[PASSAGE SHOWN — start]
MS is BS: Save our Rachel!
If you live in Columbia but don’t know Rachel well, you might know her as the “tattooed flannel-wearing flood chick” who organized emergency supplies and relief for her neighborhood and beyond after the 2015 disaster. Rachel lost all her belongings in that flood.
If you know her well, you might know her as the tattooed flannel-wearing badass who shut down multiple attempts by bad actors to exploit flood relief for personal gain at the expense of Richland County families in need.
Or maybe you’ve seen her on the local news or heard her on public radio talking about efforts to return families to their homes or repair the roughly 6,500 moldy households in Richland County. She’s been instrumental to our recovery in multiple roles, including executive director of The South Beltline–Gills Creek Community Relief Foundation and chairwoman of The Midlands Flood Recovery Group.
It’s hard to stomach then that back in September, after examining Rachel’s most recent MRI, her doctor told her that she’s “a millimeter away from being paralyzed.”
It’s time for Rachel to take a break from taking care of others to look after her own health. However, given our limited understanding of MS and ability to treat it, her best option is a Stem Cell Transplant Program at Northwestern Medicine in Chicago. This is a brutal clinical trial involving three months of treatment and 18 months of recovery, during which she’ll basically be a bubble boy with her compromised immune system. The treatment involves chemo blasts that will take her hair, followed by five days of shots that should stimulate a bumper crop of stem cells, that then will be harvested through a catheter in her neck. There’s more chemo after that.
LET’S BE CLEAR: THE STEM CELLS NEEDED TO SAVE RACHEL’S LIFE ARE HER OWN.
The wizards at Northwestern will then somehow purify Rachel’s stem cells before returning them to her body, causing a hard reboot of her immune system that, fingers crossed, should prevent it from attacking her brain again.
The good news: This treatment has a 98% success rate of preventing relapses, sparing patients the cost and consumption of Disease-Modifying Drugs for the next 10 years.
This being the United States, the Northwestern treatment is ridiculously expensive. This being South Carolina, her Blue Cross Blue Shield health care policy won’t help.
There’s no sugar coating it. We need to raise as much as $200,000 for medical bills, travel and lodging. Rachel’s going to Chicago this week for preliminary tests, and she’s short $2,500 just for that alone. So, please, if you can help, don’t put it off.
[PASSAGE SHOWN — finish]
[PROVIDED RECORDS — start]
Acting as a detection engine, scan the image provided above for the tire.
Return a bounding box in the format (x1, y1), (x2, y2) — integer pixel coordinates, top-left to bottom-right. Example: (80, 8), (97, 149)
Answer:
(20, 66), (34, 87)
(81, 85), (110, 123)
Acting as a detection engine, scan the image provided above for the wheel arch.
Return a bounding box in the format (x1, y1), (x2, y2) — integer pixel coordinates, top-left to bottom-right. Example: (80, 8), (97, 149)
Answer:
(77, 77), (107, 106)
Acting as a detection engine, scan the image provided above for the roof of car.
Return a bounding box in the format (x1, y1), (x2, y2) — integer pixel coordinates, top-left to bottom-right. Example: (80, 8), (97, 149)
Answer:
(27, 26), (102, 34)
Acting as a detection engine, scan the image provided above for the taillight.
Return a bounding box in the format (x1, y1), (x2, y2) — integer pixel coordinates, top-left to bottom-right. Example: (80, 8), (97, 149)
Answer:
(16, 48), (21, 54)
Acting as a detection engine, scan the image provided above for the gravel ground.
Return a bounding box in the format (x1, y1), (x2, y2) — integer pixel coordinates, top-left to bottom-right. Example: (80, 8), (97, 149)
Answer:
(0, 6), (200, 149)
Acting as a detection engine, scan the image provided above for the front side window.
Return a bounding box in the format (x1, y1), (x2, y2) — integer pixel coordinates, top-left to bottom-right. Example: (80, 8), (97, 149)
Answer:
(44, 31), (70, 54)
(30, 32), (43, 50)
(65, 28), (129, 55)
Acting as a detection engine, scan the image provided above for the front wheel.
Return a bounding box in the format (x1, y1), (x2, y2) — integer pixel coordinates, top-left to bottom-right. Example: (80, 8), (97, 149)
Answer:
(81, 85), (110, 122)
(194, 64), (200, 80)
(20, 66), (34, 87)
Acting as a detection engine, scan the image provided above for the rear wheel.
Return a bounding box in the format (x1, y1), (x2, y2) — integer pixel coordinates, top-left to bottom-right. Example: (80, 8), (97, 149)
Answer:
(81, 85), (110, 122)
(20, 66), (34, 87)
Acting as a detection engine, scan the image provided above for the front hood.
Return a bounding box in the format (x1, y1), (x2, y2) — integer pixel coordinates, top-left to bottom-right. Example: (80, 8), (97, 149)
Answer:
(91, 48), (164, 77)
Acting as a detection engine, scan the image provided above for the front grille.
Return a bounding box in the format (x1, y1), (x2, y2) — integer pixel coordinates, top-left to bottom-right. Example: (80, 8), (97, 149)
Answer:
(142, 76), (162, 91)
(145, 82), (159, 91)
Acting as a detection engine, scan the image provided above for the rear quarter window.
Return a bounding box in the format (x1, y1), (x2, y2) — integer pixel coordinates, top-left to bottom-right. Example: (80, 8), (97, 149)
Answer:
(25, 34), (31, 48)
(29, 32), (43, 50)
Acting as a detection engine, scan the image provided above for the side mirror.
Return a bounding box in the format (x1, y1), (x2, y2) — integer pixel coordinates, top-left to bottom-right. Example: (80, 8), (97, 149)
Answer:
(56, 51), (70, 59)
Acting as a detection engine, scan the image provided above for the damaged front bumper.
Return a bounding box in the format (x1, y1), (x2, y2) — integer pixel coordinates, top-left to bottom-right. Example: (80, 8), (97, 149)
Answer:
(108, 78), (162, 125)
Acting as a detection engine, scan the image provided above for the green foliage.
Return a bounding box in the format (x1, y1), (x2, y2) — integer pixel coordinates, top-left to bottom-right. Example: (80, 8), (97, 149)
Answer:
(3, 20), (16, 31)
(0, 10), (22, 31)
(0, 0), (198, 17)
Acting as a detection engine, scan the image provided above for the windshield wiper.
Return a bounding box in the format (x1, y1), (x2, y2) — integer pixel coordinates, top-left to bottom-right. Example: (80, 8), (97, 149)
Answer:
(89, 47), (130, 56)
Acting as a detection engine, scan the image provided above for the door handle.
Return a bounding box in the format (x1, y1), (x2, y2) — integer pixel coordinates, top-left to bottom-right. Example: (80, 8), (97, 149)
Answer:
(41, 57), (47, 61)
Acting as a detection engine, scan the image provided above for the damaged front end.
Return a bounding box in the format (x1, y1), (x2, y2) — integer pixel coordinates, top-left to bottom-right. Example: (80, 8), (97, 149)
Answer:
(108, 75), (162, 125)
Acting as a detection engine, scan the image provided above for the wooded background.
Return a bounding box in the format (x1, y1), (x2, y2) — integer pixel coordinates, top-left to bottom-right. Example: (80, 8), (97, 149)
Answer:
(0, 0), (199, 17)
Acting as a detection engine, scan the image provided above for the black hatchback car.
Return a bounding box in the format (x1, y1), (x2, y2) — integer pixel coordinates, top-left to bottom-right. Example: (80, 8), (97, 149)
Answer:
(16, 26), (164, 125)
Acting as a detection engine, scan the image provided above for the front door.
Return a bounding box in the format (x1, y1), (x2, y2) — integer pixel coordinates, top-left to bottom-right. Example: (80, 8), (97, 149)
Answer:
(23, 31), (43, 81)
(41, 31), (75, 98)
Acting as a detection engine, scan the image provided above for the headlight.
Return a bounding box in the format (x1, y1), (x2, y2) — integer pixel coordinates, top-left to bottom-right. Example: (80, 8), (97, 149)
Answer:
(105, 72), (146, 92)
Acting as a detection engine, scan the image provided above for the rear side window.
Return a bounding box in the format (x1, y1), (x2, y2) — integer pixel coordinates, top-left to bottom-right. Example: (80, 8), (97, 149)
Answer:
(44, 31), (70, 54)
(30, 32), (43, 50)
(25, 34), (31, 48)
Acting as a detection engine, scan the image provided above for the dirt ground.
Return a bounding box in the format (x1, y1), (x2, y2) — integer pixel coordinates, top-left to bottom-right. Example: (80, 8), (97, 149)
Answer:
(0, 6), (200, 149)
[PROVIDED RECORDS — finish]
[PROVIDED RECORDS — start]
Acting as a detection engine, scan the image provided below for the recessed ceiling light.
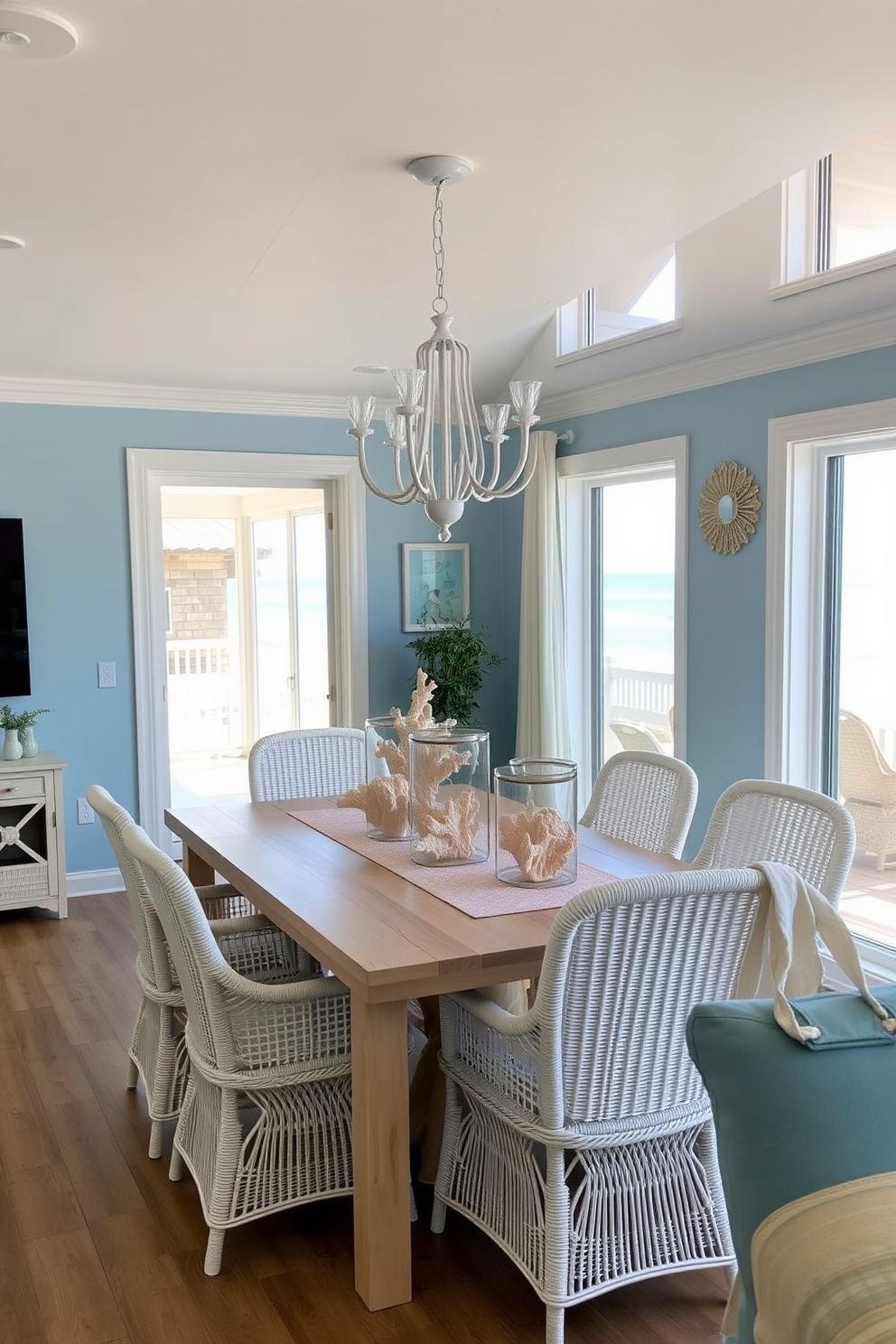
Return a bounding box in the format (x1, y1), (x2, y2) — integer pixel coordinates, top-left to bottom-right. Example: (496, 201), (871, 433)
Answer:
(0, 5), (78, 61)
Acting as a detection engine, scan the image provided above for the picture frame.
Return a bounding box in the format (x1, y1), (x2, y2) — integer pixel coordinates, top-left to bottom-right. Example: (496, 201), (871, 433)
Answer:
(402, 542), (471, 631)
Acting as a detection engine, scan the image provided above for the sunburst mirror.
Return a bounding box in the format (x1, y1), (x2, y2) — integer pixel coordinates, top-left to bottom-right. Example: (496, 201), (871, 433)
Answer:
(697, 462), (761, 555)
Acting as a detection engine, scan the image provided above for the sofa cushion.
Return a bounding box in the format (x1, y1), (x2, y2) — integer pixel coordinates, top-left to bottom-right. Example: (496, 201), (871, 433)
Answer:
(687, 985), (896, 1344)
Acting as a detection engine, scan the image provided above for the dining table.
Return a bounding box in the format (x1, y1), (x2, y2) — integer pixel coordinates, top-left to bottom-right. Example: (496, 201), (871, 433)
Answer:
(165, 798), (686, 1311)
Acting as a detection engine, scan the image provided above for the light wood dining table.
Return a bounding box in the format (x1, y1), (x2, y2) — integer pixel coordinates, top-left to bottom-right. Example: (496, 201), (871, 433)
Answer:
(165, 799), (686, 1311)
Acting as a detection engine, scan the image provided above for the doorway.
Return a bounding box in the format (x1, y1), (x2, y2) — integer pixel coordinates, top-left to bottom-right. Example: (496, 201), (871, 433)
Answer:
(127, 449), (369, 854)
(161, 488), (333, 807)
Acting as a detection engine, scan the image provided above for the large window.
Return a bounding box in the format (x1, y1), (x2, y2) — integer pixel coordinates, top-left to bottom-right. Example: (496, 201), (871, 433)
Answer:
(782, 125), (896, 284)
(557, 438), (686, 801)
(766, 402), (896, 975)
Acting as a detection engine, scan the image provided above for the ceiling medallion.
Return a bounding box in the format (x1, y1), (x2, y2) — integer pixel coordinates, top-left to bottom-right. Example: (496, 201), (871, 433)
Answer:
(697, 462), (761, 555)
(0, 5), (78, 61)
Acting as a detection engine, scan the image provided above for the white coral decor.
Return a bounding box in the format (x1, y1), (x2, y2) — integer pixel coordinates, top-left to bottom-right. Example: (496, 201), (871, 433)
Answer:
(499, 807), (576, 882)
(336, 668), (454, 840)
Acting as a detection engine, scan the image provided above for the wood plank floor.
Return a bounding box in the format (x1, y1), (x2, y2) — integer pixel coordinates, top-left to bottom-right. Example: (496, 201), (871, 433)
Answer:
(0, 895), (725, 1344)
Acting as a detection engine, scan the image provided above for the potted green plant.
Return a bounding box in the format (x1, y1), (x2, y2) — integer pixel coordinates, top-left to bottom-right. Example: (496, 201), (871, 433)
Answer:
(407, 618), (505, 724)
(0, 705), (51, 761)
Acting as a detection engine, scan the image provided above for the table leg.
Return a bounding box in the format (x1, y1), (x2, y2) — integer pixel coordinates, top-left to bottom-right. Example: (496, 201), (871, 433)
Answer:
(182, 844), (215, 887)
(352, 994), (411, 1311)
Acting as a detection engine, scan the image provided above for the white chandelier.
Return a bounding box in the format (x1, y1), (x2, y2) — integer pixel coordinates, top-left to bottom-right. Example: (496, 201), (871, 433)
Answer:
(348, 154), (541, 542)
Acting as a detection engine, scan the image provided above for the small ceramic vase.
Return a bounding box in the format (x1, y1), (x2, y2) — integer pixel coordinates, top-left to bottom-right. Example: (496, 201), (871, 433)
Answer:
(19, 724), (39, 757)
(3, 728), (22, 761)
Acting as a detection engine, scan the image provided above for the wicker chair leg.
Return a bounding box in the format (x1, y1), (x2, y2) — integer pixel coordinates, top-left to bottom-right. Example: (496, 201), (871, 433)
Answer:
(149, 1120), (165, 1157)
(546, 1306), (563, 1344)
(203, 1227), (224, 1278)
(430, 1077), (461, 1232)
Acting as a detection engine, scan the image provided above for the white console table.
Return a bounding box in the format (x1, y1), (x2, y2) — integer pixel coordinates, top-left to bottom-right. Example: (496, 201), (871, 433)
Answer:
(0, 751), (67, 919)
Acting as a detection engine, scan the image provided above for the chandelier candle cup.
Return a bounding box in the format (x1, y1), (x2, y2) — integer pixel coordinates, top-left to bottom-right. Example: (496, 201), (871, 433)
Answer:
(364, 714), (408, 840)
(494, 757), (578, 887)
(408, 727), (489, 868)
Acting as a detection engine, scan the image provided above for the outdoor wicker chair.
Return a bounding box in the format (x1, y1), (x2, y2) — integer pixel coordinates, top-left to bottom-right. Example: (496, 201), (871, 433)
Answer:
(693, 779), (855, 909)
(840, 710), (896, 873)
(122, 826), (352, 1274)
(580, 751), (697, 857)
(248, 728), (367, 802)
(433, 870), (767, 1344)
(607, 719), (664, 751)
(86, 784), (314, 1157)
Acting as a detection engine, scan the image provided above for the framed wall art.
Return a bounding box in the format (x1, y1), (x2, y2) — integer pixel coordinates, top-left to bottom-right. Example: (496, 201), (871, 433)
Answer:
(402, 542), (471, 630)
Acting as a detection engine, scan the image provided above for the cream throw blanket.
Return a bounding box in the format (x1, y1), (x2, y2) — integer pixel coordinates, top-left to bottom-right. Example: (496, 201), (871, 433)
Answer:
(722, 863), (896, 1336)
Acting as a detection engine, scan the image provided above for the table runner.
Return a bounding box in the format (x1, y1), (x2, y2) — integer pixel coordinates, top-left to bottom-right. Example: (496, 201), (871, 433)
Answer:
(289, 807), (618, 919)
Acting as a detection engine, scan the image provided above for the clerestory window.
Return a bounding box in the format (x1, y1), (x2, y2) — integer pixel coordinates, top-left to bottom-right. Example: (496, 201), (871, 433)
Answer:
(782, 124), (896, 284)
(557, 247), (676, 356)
[PROVIDED RECORDS — finish]
[PROVIDED RECORDS — start]
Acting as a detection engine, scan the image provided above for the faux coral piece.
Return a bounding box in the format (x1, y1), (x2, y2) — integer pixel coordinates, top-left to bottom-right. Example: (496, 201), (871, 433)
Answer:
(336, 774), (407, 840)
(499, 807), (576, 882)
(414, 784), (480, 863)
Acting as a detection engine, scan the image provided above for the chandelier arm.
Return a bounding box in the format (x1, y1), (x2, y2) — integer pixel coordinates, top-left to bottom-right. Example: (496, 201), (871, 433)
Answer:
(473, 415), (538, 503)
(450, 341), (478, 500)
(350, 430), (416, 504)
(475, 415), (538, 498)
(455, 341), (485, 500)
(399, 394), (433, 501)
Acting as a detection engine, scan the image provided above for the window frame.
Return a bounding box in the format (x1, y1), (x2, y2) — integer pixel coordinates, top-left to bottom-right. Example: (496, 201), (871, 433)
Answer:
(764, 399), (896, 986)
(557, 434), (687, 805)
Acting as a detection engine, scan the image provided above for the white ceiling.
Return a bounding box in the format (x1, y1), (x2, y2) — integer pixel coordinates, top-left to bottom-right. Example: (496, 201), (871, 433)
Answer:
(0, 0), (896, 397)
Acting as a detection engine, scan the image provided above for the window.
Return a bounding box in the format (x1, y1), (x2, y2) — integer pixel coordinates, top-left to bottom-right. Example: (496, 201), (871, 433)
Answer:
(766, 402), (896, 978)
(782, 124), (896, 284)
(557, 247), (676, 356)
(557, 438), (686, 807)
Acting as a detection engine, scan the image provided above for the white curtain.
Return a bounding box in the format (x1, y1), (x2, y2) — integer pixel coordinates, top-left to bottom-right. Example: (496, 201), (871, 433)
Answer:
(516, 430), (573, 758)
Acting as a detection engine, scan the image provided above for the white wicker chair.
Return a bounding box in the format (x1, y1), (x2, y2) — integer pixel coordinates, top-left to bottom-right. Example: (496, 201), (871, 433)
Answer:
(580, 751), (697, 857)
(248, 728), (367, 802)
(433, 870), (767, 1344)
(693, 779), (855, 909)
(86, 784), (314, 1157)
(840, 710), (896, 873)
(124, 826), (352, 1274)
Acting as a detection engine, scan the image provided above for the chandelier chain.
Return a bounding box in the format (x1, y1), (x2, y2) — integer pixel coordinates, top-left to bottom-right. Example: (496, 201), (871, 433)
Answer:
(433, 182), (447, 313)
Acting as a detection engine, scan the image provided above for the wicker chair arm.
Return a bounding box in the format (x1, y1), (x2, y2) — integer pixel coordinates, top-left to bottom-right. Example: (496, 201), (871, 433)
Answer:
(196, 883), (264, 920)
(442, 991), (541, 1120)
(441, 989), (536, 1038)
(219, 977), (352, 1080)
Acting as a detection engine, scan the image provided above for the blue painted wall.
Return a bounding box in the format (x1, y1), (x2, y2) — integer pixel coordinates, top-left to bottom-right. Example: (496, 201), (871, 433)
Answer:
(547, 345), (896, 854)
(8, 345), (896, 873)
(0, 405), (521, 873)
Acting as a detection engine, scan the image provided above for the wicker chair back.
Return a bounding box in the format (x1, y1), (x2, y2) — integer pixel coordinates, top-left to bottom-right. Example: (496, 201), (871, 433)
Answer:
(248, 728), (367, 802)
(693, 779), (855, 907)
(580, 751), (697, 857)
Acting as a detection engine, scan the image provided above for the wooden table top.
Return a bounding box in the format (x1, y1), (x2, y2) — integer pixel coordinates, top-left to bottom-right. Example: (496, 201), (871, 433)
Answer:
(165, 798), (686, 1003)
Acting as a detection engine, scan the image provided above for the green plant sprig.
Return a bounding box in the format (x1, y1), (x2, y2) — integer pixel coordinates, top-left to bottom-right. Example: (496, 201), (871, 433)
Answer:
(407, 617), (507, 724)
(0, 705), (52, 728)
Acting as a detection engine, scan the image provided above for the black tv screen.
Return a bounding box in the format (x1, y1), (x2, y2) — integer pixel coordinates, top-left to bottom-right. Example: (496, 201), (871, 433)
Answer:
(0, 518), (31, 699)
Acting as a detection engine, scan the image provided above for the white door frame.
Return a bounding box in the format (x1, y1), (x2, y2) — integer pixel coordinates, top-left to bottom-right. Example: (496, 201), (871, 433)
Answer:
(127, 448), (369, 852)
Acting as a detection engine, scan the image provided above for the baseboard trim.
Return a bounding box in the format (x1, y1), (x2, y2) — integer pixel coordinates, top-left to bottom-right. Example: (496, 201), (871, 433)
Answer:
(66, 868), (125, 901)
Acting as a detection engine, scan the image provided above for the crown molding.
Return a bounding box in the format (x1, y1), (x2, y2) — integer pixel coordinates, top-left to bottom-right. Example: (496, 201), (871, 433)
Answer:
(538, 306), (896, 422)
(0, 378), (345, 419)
[PROVIDED RECORDS — finish]
_ACTION ITEM 1_: Quote the fundraising appeal for Rachel word for word, starting at "MS is BS: Save" and ending at "families in need.".
_ACTION ITEM 2_: According to the fundraising appeal for Rachel, what success rate does the Northwestern treatment have in preventing relapses?
The material is separate from the fundraising appeal for Rachel.

_EXPECTED OUTPUT 1_:
MS is BS: Save our Rachel!
If you live in Columbia but don’t know Rachel well, you might know her as the “tattooed flannel-wearing flood chick” who organized emergency supplies and relief for her neighborhood and beyond after the 2015 disaster. Rachel lost all her belongings in that flood.
If you know her well, you might know her as the tattooed flannel-wearing badass who shut down multiple attempts by bad actors to exploit flood relief for personal gain at the expense of Richland County families in need.

_EXPECTED OUTPUT 2_: 98%